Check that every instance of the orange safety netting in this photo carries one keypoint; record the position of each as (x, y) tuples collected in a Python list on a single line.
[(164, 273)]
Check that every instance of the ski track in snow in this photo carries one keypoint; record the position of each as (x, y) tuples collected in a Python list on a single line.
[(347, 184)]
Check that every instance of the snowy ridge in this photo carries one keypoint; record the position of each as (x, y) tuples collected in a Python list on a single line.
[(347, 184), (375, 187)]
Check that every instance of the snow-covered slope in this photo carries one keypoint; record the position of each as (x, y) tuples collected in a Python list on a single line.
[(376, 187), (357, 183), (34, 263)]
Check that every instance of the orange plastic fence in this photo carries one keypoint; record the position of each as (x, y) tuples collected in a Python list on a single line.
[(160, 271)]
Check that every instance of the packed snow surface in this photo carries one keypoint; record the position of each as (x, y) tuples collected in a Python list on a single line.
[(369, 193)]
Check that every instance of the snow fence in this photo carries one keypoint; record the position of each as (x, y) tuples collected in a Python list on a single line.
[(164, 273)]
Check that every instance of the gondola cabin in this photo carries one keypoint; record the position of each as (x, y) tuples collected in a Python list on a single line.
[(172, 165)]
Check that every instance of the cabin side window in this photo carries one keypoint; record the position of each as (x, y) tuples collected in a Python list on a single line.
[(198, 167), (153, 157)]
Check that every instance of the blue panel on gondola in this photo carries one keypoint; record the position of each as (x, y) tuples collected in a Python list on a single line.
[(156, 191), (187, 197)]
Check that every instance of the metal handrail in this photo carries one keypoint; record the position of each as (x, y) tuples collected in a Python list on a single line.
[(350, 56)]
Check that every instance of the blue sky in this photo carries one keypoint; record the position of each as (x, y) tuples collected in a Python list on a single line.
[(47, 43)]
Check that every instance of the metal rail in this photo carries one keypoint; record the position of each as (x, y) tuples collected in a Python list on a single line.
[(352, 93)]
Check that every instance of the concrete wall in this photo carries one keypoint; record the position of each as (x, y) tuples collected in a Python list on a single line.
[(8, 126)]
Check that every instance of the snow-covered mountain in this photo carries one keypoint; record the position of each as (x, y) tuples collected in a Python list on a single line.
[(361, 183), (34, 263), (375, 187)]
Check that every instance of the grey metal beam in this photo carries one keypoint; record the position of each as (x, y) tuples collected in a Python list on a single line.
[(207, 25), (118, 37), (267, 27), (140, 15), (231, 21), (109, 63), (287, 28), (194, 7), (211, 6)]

******************************

**Prompt**
Rewrite all the entries above, renaming "keypoint" to "reference point" and leaving everything else unchanged.

**Exercise output**
Check that every instance of the orange safety netting in this photo carries one reference point; record the position of each as (x, y) tuples collected in a Python list on a single line.
[(164, 273)]
Check that every instance of the ski track in snow in this photo carries one reference point; record the position of each as (x, y) tuples collected in a Python list on a single line.
[(347, 184)]
Check that every instance of the snowy ridge in this photo carries one reference point; record the position of each as (x, y) tuples collected in a Python list on a single line.
[(347, 184), (375, 187)]
Check that every instance of the snow-covered slope in this photo carries one reference point; record the position of each as (x, y) tuples collected in a Python list on a single line.
[(376, 187), (357, 183), (34, 263)]
Check that every instance of the orange plastic fence in this photo carries one reference point; record the position of each as (x, y) tuples collected in a Python list on a single line.
[(160, 271)]
Check that every instance of the packed snow surface in this photo carries one reference point; record the position of each as (x, y) tuples collected in a Python list on a single line.
[(369, 193)]
Check that every instance of the snow fence in this photo carries one reference point; record the position of each as (x, y) tuples collected in a Python list on a single line.
[(164, 273)]
Check that every instance of the gondola cabin in this photo carries one reference point; record the position of each as (x, y) tuples collected in a Python list on a single line.
[(172, 165)]
Check that every instance of the cabin side window in this photo carries one reference point; record the position of each as (x, y) tuples collected in a Python list on a single line.
[(198, 167), (153, 157)]
Check that every instance of the blue panel on gondola in this photo carries one reference point; record the position of each as (x, y) tuples collected in a Python list on a single line.
[(156, 191), (187, 197)]
Check that every instance of the metal handrail in this photo carries one reference point; record the position of each as (x, y) tuples collected in a Python list on a single line.
[(350, 56)]
Check that every instance of the blue sky in this photo carries one reference point; record the position of each as (x, y) tuples collected in a Python list on a single line.
[(47, 43)]
Check that every instance of the metal rail in this photo carries one reference point; record the position of each as (x, y) tuples collected in a Python list on a single line.
[(352, 93)]
Check that every instance of the concrete wall in this photo carries one reference point; record the position of each as (x, y) tuples collected in a Python list on a single line.
[(8, 126)]
Check that every instance of the snow-covered mountain in this photo carries one reference point; record the position of each as (x, y) tuples collected in a Python list on a single line.
[(361, 183), (34, 263), (375, 187)]
Check that every instance of the grey metal beam in this photo carries one reference point; record the position of each as (x, y) tuples collected in a Python list on a single line.
[(207, 25), (118, 37), (267, 27), (140, 15), (231, 21), (109, 63), (287, 28), (194, 7), (211, 6)]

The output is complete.